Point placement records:

::::

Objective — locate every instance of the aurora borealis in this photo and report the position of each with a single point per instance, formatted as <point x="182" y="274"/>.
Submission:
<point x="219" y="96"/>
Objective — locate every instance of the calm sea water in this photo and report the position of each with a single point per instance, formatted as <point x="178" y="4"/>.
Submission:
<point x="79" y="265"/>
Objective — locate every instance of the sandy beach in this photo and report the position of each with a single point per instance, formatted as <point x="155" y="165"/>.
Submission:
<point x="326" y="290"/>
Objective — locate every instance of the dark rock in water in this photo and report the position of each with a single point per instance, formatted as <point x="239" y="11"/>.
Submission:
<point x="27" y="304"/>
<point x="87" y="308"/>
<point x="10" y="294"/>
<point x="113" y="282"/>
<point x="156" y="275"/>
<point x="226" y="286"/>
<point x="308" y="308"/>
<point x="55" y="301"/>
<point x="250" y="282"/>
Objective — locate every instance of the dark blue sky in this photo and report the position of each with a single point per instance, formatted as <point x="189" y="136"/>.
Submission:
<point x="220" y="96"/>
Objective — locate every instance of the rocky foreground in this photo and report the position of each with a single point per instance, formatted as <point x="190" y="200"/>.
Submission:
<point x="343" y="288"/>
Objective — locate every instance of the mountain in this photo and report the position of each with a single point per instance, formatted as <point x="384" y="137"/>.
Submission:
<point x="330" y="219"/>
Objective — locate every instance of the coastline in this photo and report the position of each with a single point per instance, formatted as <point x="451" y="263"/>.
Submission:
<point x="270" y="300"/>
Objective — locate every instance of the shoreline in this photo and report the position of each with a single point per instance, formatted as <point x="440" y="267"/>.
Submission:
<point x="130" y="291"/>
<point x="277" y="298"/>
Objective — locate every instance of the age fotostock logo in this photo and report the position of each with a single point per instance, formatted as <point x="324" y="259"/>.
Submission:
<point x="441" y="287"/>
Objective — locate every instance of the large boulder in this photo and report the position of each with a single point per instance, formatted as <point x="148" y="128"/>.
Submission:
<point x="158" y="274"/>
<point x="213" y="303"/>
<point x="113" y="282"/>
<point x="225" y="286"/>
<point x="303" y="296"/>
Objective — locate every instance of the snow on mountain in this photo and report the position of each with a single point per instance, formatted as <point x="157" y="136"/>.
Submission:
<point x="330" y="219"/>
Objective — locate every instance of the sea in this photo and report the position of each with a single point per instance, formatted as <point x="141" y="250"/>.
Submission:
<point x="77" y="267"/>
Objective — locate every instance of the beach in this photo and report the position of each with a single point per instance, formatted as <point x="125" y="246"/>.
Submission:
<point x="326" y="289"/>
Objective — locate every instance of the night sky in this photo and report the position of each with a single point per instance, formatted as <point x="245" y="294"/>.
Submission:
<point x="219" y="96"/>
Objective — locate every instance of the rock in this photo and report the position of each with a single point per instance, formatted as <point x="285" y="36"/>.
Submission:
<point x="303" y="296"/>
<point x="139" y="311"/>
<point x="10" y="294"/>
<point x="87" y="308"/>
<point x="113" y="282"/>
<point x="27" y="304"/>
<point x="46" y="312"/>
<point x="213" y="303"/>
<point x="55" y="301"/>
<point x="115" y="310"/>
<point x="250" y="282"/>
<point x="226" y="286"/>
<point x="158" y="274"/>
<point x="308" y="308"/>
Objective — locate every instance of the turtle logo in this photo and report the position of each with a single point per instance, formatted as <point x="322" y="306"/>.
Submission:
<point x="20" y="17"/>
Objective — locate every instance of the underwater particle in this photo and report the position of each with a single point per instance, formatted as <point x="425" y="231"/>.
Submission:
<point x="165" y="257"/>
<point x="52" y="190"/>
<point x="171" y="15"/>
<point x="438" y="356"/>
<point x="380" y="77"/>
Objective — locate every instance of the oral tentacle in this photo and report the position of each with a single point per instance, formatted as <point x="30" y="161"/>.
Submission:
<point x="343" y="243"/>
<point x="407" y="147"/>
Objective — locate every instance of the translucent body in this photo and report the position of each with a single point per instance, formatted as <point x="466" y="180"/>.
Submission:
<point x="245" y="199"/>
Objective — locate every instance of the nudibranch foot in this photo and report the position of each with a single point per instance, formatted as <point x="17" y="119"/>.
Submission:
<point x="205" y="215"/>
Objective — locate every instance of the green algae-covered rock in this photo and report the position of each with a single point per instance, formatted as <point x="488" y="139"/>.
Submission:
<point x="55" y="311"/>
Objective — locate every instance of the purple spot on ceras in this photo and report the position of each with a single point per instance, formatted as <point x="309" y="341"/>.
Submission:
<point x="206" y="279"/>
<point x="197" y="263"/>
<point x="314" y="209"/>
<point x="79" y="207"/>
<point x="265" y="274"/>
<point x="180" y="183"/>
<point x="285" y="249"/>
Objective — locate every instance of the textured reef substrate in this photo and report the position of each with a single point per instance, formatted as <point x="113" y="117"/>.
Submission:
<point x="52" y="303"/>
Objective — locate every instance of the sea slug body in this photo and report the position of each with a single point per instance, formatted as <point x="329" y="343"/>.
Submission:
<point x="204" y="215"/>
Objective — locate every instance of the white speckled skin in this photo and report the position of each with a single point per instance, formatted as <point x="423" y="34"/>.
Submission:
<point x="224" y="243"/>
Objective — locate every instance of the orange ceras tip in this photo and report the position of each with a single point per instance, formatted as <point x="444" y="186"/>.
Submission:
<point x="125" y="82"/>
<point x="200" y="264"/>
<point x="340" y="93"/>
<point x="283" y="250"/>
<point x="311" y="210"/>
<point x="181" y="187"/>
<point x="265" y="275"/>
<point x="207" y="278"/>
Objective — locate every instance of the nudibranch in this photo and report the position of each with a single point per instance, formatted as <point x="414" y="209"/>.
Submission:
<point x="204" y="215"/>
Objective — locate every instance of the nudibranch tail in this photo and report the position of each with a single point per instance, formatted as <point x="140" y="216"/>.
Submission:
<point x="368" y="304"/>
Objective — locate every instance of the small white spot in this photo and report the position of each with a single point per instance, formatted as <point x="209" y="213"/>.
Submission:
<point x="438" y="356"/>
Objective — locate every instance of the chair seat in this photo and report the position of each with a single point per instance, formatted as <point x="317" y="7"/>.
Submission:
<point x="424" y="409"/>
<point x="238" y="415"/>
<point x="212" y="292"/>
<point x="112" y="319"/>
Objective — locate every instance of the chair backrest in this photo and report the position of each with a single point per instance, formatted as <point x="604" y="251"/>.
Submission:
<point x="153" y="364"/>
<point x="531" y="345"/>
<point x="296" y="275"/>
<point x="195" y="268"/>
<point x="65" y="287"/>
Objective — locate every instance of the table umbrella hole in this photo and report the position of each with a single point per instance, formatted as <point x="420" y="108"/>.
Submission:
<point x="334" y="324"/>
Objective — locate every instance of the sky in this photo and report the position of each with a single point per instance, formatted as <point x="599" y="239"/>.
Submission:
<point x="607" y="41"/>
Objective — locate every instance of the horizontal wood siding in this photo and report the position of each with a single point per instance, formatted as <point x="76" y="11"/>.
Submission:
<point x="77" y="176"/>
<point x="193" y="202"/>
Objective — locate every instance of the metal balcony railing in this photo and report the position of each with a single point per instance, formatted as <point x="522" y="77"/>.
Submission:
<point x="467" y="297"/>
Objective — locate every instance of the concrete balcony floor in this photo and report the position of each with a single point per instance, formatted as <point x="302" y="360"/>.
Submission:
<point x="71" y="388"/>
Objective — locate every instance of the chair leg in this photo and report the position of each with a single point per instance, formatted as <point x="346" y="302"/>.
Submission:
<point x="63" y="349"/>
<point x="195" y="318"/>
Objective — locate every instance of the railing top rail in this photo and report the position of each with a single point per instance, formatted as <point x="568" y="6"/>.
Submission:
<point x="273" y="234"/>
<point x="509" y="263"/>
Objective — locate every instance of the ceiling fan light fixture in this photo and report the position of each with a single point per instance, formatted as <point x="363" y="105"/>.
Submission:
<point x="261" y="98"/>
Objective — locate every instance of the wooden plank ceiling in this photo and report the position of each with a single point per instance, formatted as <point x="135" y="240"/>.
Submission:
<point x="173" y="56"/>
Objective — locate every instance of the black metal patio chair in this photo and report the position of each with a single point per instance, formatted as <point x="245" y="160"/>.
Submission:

::::

### Exercise objective
Exactly and only the lines from the line containing "Objective — locate every instance of the metal" through the last line of the entries should be copied, both ends included.

### Exercise result
Objective — locate every instance of the metal balcony railing in this photo and report the position of each with a single point per instance, formatted as <point x="522" y="77"/>.
Submission:
<point x="467" y="297"/>
Objective — locate every instance of the concrete balcony floor in this photo and report the position of each with a single point per instance, formatted as <point x="302" y="360"/>.
Submission:
<point x="71" y="388"/>
Objective — locate every instance of the chair leg in this photo and report the position of each with a single point per instance, formatted as <point x="346" y="302"/>.
Submission:
<point x="63" y="349"/>
<point x="195" y="318"/>
Objective — locate every instance of the railing top rail in this photo and report the position of each with a single point per instance, formatted as <point x="568" y="6"/>.
Submission:
<point x="273" y="234"/>
<point x="509" y="263"/>
Objective — locate every instance of the ceiling fan light fixture in this photo and report the position of each with a single point per instance, formatted as <point x="363" y="105"/>.
Submission:
<point x="261" y="98"/>
Objective — locate every instance of the wooden plank ceiling in this photo and report the position of each with a single point per instance, formatted as <point x="135" y="240"/>.
Submission:
<point x="173" y="56"/>
Objective — locate every instance of the black metal patio chair in this photo and report the position of each with a single point per instance, formatted as <point x="245" y="160"/>.
Submission:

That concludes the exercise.